*** Extract to read ***

Gastro-oesophageal reflux disease (GORD) is a common condition which usually results from failure of the one way valve between the lower end of the oesophagus and the stomach. This allows stomach content / acid to wash up into the oesophagus. The condition is usually associated with a hiatus hernia. Symptoms include heartburn and regurgitation, but GORD may also cause other symptoms such as cough, hoarse voice and worsening of other chest complaints.
GORD is mainly treated by medication to reduce stomach acid. Surgery is generally reserved for patients who are intolerant of these medications, or those whose symptoms are not completely controlled by drug treatments and lifestyle measures.
Hiatus hernia is a condition where part of the stomach slides upwards through a widening of the gap (the hiatus) in the diaphragm. The hiatus is normally only wide enough for the oesophagus to pass from the chest into the abdomen, where it meets the stomach. Most hiatus hernias are small and only relevant because they are associated with GORD, however some may be much larger, containing most or all of the stomach, and can cause other problems apart from GORD.

*** Data provided ***

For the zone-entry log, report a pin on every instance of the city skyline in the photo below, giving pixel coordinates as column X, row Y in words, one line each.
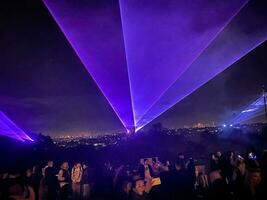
column 45, row 88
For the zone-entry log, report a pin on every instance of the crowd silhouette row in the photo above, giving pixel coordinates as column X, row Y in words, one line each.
column 227, row 176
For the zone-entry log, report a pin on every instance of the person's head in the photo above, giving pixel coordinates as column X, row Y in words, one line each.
column 241, row 166
column 215, row 175
column 50, row 163
column 78, row 165
column 28, row 173
column 139, row 186
column 65, row 165
column 126, row 186
column 181, row 156
column 255, row 177
column 218, row 154
column 85, row 165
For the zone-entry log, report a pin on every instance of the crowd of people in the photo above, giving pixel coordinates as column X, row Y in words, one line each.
column 227, row 176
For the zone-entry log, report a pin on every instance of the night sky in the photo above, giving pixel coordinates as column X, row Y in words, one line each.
column 45, row 88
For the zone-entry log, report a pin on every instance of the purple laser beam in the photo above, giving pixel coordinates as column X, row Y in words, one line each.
column 10, row 129
column 253, row 110
column 243, row 34
column 162, row 38
column 93, row 28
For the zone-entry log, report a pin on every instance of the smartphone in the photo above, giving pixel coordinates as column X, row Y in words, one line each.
column 156, row 181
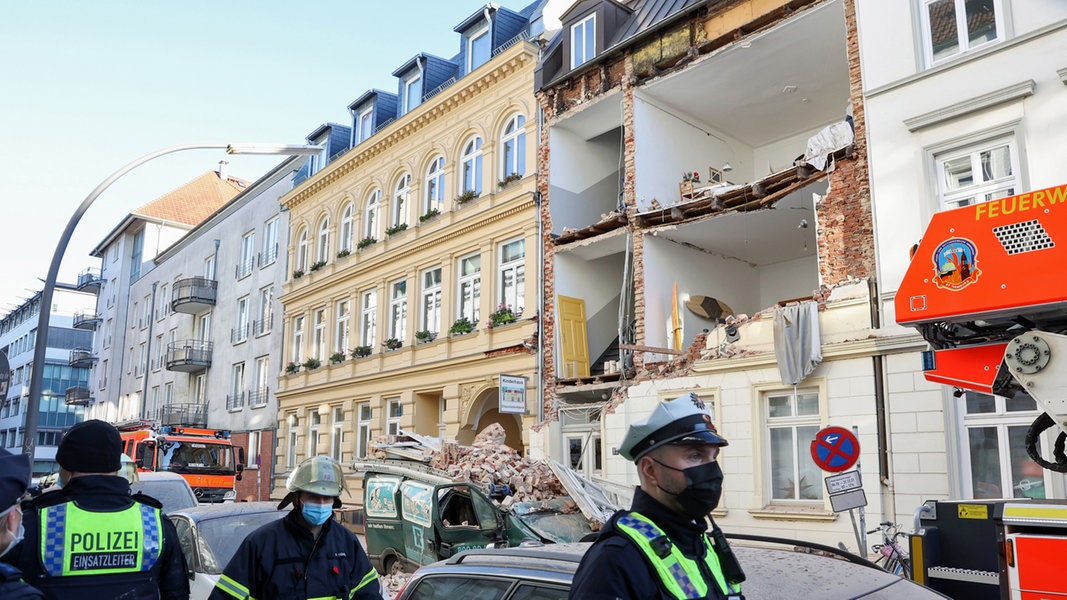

***

**Required actions:**
**1.** Rewrite the text on GORD and hiatus hernia starting with "GORD is mainly" and going on through "apart from GORD.", using "dietary changes" in place of "lifestyle measures".
**2.** Extend the text on GORD and hiatus hernia by continuing it from its last sentence.

**Responses to the exercise:**
**1.**
GORD is mainly treated by medication to reduce stomach acid. Surgery is generally reserved for patients who are intolerant of these medications, or those whose symptoms are not completely controlled by drug treatments and dietary changes.
Hiatus hernia is a condition where part of the stomach slides upwards through a widening of the gap (the hiatus) in the diaphragm. The hiatus is normally only wide enough for the oesophagus to pass from the chest into the abdomen, where it meets the stomach. Most hiatus hernias are small and only relevant because they are associated with GORD, however some may be much larger, containing most or all of the stomach, and can cause other problems apart from GORD.

**2.**
Anti-reflux surgery involves repair of any hiatus hernia, and a “wrap” or fundoplication, whereby part of the upper stomach (the fundus) is wrapped around the lower oesophagus. This re-creates a one way valve, which allows food and drink to pass into the stomach, but stops stomach contents passing in the opposite direction into the oesophagus.
The LINX Reflux Management System is a newer, less invasive procedure. The operation employs a ring of magnets to reinforce the failing valve, rather than a fundoplication. The system requires less time and less surgical trauma than a standard fundoplication, and has the advantage of fewer side effects, although not all GORD patients are eligible for LINX.
I have a very large experience of surgery for GORD and hiatus hernia, with a particular interest in complex and recurrent hiatus hernia.